_WORK TO COMPLETE_
Output as a Markdown table with columns "Row" and "Line" every line from the one containing "# test: point at every instance of the jeepney" through the end of the records, inclusive, leaving out blank lines.

(Coordinate labeling records)
===============
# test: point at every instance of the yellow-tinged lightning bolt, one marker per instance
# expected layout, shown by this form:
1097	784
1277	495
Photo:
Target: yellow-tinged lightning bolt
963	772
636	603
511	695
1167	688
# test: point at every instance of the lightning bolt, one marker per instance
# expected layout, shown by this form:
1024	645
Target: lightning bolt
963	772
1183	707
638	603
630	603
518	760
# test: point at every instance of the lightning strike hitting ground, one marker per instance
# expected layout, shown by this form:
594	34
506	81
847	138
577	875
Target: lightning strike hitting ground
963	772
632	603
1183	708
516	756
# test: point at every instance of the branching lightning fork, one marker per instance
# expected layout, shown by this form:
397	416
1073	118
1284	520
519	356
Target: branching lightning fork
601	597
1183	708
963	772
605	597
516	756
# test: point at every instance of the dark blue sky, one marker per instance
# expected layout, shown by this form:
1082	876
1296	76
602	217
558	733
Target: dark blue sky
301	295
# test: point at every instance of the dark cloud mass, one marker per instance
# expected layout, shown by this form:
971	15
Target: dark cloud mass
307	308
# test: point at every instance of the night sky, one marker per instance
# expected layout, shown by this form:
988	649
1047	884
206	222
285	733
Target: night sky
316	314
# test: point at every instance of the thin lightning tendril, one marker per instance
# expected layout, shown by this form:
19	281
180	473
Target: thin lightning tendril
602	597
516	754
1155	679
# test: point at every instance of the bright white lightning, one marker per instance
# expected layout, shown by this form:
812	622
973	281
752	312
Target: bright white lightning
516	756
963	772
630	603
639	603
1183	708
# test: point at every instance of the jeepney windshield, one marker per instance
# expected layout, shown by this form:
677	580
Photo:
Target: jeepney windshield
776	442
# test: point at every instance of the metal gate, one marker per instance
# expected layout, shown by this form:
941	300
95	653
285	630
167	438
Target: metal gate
===============
_ANSWER TO THIS TASK_
| Row | Line |
|---|---|
| 1 | # test: point at every instance of the jeepney windshield, one marker per instance |
| 2 | # expected layout, shown by this form: |
| 3 | 677	580 |
| 4 | Photo: |
| 5 | Target: jeepney windshield |
| 6 | 776	442 |
| 7 | # test: point at every instance of the metal gate, one marker per instance |
| 8 | # expected layout, shown by this form: |
| 9 | 941	300 |
| 10 | 95	653 |
| 11 | 285	630 |
| 12 | 167	438 |
| 13 | Target: metal gate |